PROVIDED RECORDS:
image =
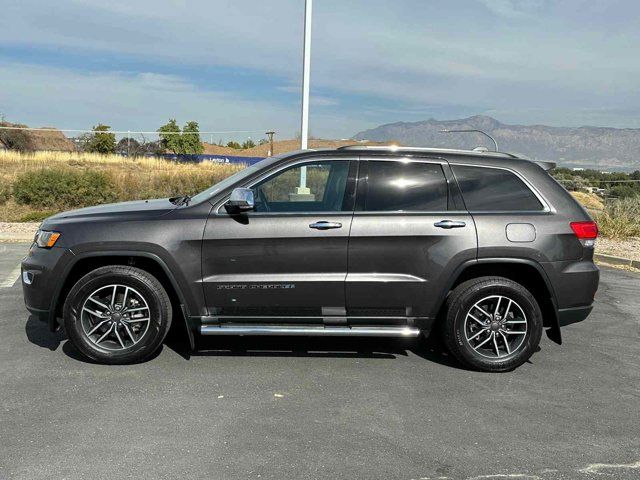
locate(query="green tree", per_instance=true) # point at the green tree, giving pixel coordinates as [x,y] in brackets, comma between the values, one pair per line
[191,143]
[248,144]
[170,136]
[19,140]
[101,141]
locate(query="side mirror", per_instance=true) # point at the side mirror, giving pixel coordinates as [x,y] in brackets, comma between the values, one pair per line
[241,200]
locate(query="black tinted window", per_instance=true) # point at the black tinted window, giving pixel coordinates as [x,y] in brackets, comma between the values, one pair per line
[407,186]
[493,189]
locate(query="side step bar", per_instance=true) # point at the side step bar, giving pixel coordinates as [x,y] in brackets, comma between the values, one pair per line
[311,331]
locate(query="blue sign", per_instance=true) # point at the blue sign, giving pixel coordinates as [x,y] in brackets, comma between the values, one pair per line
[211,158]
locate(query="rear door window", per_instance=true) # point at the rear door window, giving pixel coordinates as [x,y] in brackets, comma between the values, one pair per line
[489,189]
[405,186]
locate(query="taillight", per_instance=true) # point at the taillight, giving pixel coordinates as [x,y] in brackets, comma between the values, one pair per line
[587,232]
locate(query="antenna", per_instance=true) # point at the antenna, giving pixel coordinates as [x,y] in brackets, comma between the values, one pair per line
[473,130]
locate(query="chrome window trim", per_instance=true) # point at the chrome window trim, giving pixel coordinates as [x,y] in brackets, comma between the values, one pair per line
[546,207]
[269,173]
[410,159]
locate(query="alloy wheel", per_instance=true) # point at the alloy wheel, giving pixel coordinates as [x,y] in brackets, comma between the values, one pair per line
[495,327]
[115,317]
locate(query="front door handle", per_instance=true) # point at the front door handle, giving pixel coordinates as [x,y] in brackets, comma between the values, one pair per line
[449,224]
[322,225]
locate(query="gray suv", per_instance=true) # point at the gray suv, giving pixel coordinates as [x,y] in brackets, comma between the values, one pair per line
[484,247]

---

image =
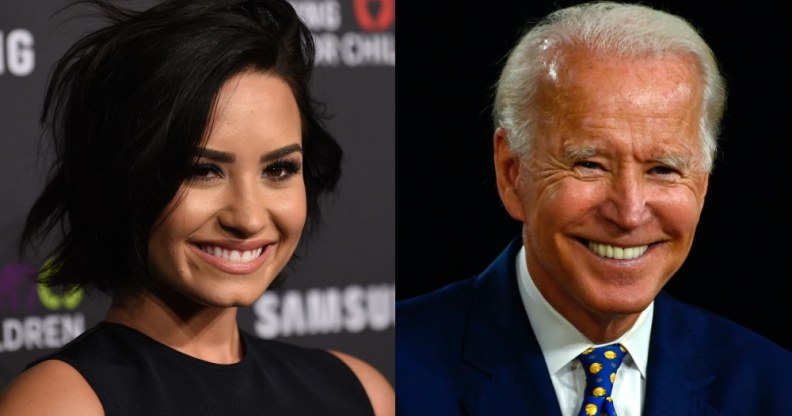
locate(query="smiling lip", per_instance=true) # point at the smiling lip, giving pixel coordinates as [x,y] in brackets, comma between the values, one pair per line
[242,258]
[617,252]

DIRECTIONS: Find each line in the material above that includes the word "window", and copy those lines out in full.

RESULT:
locate(query="black tinted window", per_instance=true) # point at the black tinted window, giving pixel coordinates as [x,y] in brackets, comma between the values, one pair per line
locate(query="rear door window", per_instance=true) # point at the rear door window, giving pixel coordinates as [x,y] in brackets, comma between the values, one pair per line
locate(query="chrome window trim", per_instance=true) # point at the chrome window trim, giving pixel coordinates as [x,y] in brackets, comma between the values, one pair per line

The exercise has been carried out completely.